+++ Supplied material
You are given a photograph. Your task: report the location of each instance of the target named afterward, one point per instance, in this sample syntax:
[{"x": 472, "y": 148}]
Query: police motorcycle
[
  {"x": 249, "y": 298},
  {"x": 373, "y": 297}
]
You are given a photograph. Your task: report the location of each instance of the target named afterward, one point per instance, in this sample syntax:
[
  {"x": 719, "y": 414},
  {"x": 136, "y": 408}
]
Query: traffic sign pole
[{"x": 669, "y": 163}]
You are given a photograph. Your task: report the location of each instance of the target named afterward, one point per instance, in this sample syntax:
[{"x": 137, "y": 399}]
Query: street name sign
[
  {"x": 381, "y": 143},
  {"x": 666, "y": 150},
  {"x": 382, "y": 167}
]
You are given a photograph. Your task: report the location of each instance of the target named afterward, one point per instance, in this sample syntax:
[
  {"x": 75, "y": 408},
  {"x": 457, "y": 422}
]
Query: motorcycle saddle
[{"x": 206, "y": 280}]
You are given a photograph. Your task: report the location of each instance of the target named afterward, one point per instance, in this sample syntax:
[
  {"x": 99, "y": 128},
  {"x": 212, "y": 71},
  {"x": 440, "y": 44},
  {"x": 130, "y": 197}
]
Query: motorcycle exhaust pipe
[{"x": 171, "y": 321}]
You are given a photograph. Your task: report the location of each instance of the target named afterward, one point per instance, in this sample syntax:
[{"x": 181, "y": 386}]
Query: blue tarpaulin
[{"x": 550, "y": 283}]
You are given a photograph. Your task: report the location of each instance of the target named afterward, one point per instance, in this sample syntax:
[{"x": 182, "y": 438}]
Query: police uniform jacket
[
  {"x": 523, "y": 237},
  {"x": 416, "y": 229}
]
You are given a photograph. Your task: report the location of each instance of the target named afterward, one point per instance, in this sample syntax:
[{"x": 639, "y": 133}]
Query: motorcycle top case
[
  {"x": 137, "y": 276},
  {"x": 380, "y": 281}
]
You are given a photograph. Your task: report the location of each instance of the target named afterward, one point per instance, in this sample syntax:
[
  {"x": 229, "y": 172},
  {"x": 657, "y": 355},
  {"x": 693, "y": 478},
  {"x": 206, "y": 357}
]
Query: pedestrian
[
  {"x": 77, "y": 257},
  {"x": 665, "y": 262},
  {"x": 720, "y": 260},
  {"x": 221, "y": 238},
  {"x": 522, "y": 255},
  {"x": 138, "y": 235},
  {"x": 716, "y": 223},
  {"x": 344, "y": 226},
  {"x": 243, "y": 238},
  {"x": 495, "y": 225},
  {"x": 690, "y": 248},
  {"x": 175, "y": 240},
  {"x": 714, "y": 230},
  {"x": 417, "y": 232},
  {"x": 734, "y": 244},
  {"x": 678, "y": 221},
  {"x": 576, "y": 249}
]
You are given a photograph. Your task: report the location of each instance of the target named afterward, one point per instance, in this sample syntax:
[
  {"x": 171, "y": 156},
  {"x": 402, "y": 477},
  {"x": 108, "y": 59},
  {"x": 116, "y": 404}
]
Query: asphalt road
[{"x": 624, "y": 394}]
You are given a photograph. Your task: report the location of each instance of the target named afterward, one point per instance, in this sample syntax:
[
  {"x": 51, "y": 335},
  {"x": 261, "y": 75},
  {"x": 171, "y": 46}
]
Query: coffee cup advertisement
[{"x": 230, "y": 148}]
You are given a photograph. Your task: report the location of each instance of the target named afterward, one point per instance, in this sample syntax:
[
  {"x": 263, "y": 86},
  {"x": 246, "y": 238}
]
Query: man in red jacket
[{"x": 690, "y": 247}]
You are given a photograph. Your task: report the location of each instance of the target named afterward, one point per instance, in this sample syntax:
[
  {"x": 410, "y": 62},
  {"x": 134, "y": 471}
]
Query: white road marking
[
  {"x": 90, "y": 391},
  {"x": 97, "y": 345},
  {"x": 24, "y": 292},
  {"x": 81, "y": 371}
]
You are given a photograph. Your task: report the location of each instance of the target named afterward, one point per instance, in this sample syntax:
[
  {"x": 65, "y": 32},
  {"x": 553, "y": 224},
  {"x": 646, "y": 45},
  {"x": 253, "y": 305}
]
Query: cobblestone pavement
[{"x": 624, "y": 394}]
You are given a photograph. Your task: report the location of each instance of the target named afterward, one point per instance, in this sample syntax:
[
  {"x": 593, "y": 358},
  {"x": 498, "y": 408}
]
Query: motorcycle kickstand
++++++
» **The request**
Repeat all the records. Match each line exactly.

» **Final result**
You are given a photograph. Your task: report the location of each instance of the target named afterward, one point per instance, in this sample syntax:
[{"x": 472, "y": 148}]
Query: police motorcycle
[
  {"x": 249, "y": 298},
  {"x": 373, "y": 297}
]
You are given a photograph. Your task: report the location of each instance of the target named afterward, one point per instance, in this sample syntax:
[
  {"x": 719, "y": 414},
  {"x": 136, "y": 408}
]
Query: traffic sign pole
[{"x": 669, "y": 163}]
You are given a photograph. Your task: report the location of each instance of the target named afterward, one point per instance, in this sample syntax:
[{"x": 137, "y": 399}]
Query: street name sign
[
  {"x": 381, "y": 143},
  {"x": 666, "y": 150},
  {"x": 382, "y": 167}
]
You are given a photograph. Your task: report the location of each instance of the target named afterward, one point per instance, in this sample syntax:
[
  {"x": 75, "y": 408},
  {"x": 457, "y": 422}
]
Query: motorcycle saddle
[{"x": 206, "y": 280}]
You are given a photograph. Your task: report the location of each instance of the target named afterward, one point per instance, in this sample syntax:
[
  {"x": 99, "y": 128},
  {"x": 212, "y": 71},
  {"x": 440, "y": 44},
  {"x": 130, "y": 197}
]
Query: motorcycle exhaust pipe
[{"x": 171, "y": 321}]
You are given a photograph. Your task: report the location of each instance of the target named afterward, one point per instance, in this sample syntax:
[{"x": 181, "y": 386}]
Query: blue tarpaulin
[{"x": 550, "y": 283}]
You are given a photograph. Your task: report the location of each instance of the target named afterward, one point per instance, in this sample syntax:
[{"x": 182, "y": 438}]
Query: police uniform jacket
[
  {"x": 523, "y": 237},
  {"x": 416, "y": 229}
]
You are given a photograph. Your task: report the location of each instance of the target named afterward, one point per instance, in this sample syntax:
[{"x": 639, "y": 133}]
Query: motorcycle top case
[
  {"x": 137, "y": 276},
  {"x": 380, "y": 281}
]
You are given a photograph. Your task: report the location of each instance of the target named afterward, one point per instance, in this sample syntax:
[
  {"x": 229, "y": 172},
  {"x": 657, "y": 355},
  {"x": 693, "y": 478},
  {"x": 206, "y": 357}
]
Query: pedestrian
[
  {"x": 77, "y": 257},
  {"x": 665, "y": 262},
  {"x": 720, "y": 260},
  {"x": 221, "y": 238},
  {"x": 522, "y": 255},
  {"x": 138, "y": 235},
  {"x": 716, "y": 223},
  {"x": 344, "y": 226},
  {"x": 243, "y": 238},
  {"x": 495, "y": 225},
  {"x": 690, "y": 248},
  {"x": 175, "y": 240},
  {"x": 714, "y": 230},
  {"x": 417, "y": 232},
  {"x": 734, "y": 244},
  {"x": 678, "y": 221},
  {"x": 576, "y": 249}
]
You are given a photograph. Your task: report the location of each instance of the target named afterward, one point per instance, in this sample syntax:
[
  {"x": 171, "y": 156},
  {"x": 402, "y": 477},
  {"x": 108, "y": 59},
  {"x": 116, "y": 404}
]
Query: asphalt road
[{"x": 624, "y": 394}]
You are given a photograph. Your task: report the location of each instance of the target named afterward, one point per instance, in this sample syntax:
[
  {"x": 51, "y": 335},
  {"x": 261, "y": 75},
  {"x": 171, "y": 46}
]
Query: coffee cup advertisement
[{"x": 230, "y": 148}]
You are given a photograph. Your task: report the location of each instance of the target named afterward, one point per instance, in this sample syntax:
[
  {"x": 263, "y": 86},
  {"x": 246, "y": 238}
]
Query: man in red jacket
[{"x": 690, "y": 247}]
You are given a photograph. Your task: report the location of each instance of the target named afterward, one point per instance, in this sample syntax:
[
  {"x": 410, "y": 62},
  {"x": 134, "y": 471}
]
Query: white road marking
[
  {"x": 90, "y": 391},
  {"x": 97, "y": 345},
  {"x": 24, "y": 292},
  {"x": 81, "y": 371}
]
You are given a photograph. Your task: report the location of each instance of the target named afterward, one point per instance, in this sample syntax:
[
  {"x": 65, "y": 32},
  {"x": 553, "y": 224},
  {"x": 646, "y": 45},
  {"x": 253, "y": 305}
]
Query: cobblestone pavement
[{"x": 624, "y": 394}]
You are given a photograph. Your task: report the location of each instance of the target named afterward, one point per instance, in this sample syntax:
[
  {"x": 593, "y": 358},
  {"x": 498, "y": 408}
]
Query: motorcycle kickstand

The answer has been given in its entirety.